_Prompt_
In your answer, set down the records below exactly as they stand, omitting pictures.

==== Records shown ====

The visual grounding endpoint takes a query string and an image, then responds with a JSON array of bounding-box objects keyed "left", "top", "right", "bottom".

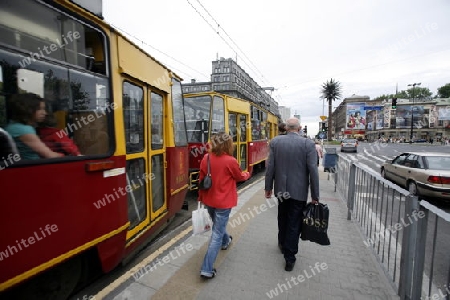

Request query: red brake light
[
  {"left": 441, "top": 177, "right": 450, "bottom": 184},
  {"left": 427, "top": 176, "right": 450, "bottom": 184},
  {"left": 427, "top": 176, "right": 441, "bottom": 184}
]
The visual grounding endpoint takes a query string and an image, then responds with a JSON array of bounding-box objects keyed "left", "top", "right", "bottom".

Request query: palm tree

====

_Result_
The visual grounding endpoint takes a query string and an image, then responds with a JSON array of bounding-box objects keyed "left", "top", "right", "bottom".


Request query: red brake light
[
  {"left": 441, "top": 177, "right": 450, "bottom": 184},
  {"left": 427, "top": 176, "right": 450, "bottom": 184},
  {"left": 427, "top": 176, "right": 441, "bottom": 184}
]
The visual grounding endpoint takes a query string and an image, then responds with a JSON array of bounding-box objects keyed "left", "top", "right", "bottom".

Request query: palm tree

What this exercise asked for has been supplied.